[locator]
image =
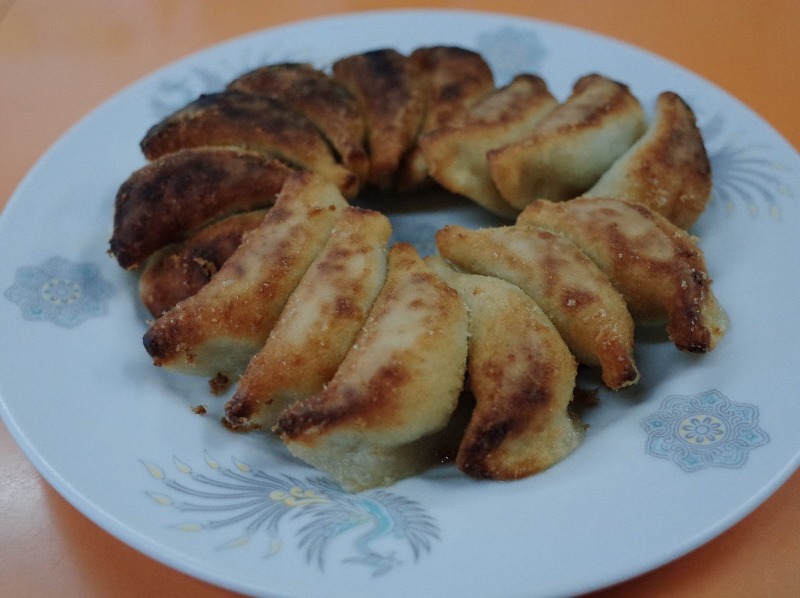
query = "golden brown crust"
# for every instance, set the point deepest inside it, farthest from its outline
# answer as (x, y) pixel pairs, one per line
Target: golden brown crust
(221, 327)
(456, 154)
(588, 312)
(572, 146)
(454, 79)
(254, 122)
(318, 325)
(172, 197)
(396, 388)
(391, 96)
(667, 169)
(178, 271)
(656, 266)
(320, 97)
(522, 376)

⁂

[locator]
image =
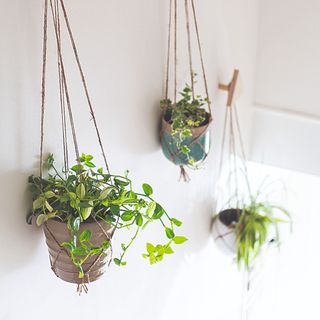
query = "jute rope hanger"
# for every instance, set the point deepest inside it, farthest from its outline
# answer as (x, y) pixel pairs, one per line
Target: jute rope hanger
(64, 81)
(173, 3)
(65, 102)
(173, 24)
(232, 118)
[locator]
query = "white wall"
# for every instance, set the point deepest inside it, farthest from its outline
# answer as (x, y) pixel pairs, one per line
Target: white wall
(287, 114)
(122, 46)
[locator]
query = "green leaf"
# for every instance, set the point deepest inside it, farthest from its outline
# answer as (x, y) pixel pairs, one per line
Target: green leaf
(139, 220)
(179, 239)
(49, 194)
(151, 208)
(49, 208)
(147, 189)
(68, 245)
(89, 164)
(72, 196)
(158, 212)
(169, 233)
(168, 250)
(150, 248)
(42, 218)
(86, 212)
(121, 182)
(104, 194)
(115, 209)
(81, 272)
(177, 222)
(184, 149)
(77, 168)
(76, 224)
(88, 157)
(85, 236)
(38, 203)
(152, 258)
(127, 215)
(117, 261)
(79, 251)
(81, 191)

⁂

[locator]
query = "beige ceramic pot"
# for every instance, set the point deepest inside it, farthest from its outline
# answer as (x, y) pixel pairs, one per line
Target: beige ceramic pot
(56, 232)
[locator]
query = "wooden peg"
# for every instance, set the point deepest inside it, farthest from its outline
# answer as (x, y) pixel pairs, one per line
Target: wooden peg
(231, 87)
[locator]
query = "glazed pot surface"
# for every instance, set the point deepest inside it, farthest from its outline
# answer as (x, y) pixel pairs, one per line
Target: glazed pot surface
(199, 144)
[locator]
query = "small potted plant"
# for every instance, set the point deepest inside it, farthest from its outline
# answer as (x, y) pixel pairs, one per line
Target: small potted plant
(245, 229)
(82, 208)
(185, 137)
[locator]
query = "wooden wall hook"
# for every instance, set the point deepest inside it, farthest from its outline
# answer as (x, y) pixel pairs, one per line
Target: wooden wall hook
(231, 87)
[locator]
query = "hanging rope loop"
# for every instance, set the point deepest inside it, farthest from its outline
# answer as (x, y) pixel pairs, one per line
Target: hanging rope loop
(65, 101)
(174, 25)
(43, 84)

⁂

- [Problem statement]
Return every line of the records above that contains the word "hanging", matching case exactly.

- [Response]
query = "hanging rope loop"
Target: hanging rope loop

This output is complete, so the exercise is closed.